BEGIN Document passage

It seems pretty clear that President Lee didn't view BYU evolution courses as evidence for Church acceptance of the theory.
Chairman of the Board
In 1971 when the BYU evolution courses returned, Joseph Fielding Smith was Chairman of the school's Board of Trustees. Here is one of President Smith's legendary comments about the theory:
"Today the world ... has adopted and is promulgating in textbooks and schools the debasing doctrine that man is ... a natural development through countless ages from the lowest forms of physical life to his present form and intelligence. Such a doctrine is an insult to our Father in whose Image we were created. [It] is the doctrine of the devil." (Doctrines of Salvation, 1:143-149.)
It should be obvious that permission from Joseph Fielding Smith to resume evolution courses was not an endorsement of the theory.
President Boyd K. Packer and Elder Russell M. Nelson have each been asked to serve on the BYU Board of Trustees and both have warned BYU students about evolution (previously discussed here and here). President Packer and Elder Nelson clearly don't believe BYU evolution courses connote Church acceptance of the theory.
President Ezra Taft Benson made this suggestion to parents:
"If your children are taught untruths on evolution in the public schools or even in our Church schools, provide them with a copy of President Joseph Fielding Smith's excellent rebuttal in his book Man, His Origin and Destiny." (Era, Dec 1970, p.49.)
Elder Bruce R. McConkie warned BYU students that one of today's seven deadly heresies is trying to harmonize organic evolution with revealed religion (click here). "There is no harmony," McConkie consistently taught, "between the truths of revealed religion and the theories of organic evolution" (Mormon Doctrine, 1966, p.256.)
President Benson and Elder McConkie both served on the BYU Board of Trustees, yet it seems quite apparent that neither of them felt BYU evolution courses meant Church acceptance of the theory.

END Document passage
BEGIN Dataset content

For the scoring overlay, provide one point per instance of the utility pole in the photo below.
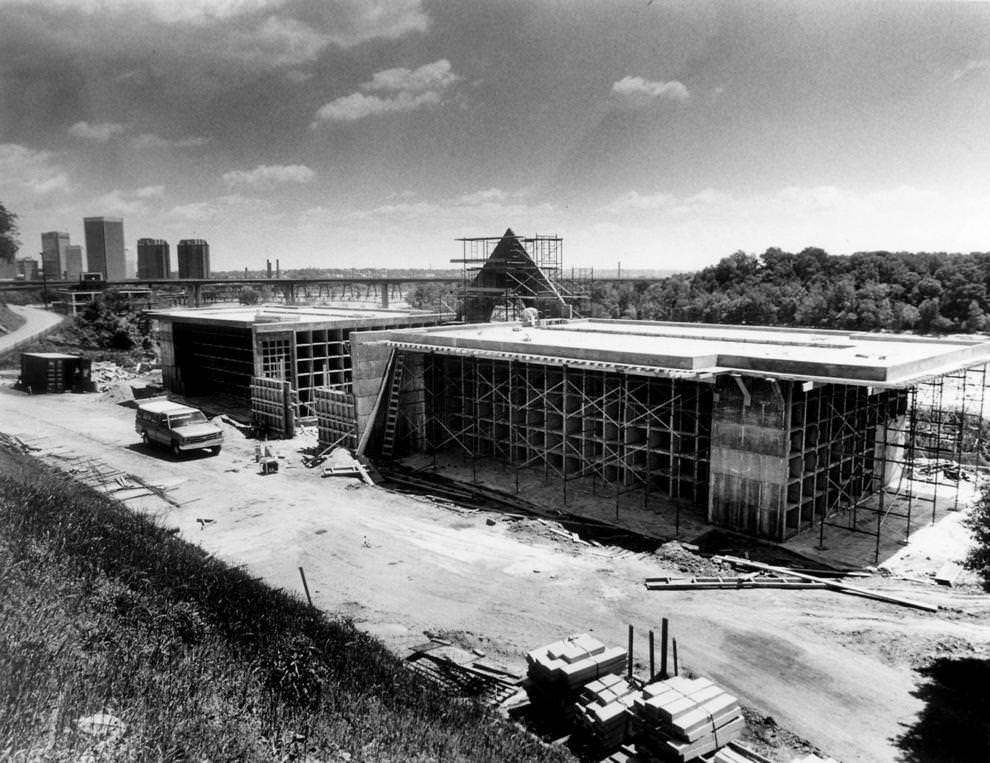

END Dataset content

> **Tasks to complete**:
1) Name each person the passage about BYU evolution courses links to the BYU Board of Trustees.
2) Carry the passage on BYU evolution courses and the views of Church leaders forward from its last sentence.

> **Answers to the problems**:
1) Joseph Fielding Smith, Boyd K. Packer, Russell M. Nelson, Ezra Taft Benson, Bruce R. McConkie

2)
The gospel perspective
Yes, BYU teaches evolution courses. Even so, the BYU Board of Trustees has established the BYU Evolution Packet (click here) which makes clear the Church's position on evolution (click here). In addition, BYU students are required to take religion classes where certain aspects of evolution theory are countered with the gospel perspective (click here, for example).
BYU evolution courses do not supersede the official 1909 First Presidency statement which is the predominant item in the BYU Evolution Packet and has been reprinted in major Church publications twice in this century (click here and here).
The 1909 statement is easily and usually interpreted as anti-evolutionary (click here). Duane Jeffery himself has called it "anti-science"  and "quite anti-evolutionary." 
For the above reasons, I think BYU evolution courses do not establish compatibility between Church doctrine and evolution, and do not connote Church approval of the theory.
1. As quoted in William E. Evenson and Duane E. Jeffery, Mormonism and Evolution: The Authoritative LDS Statements, (Salt Lake City: Greg Kofford Books, 2005), p. 30.
2. As quoted in Deseret Morning News, March 1, 2006, p. B3.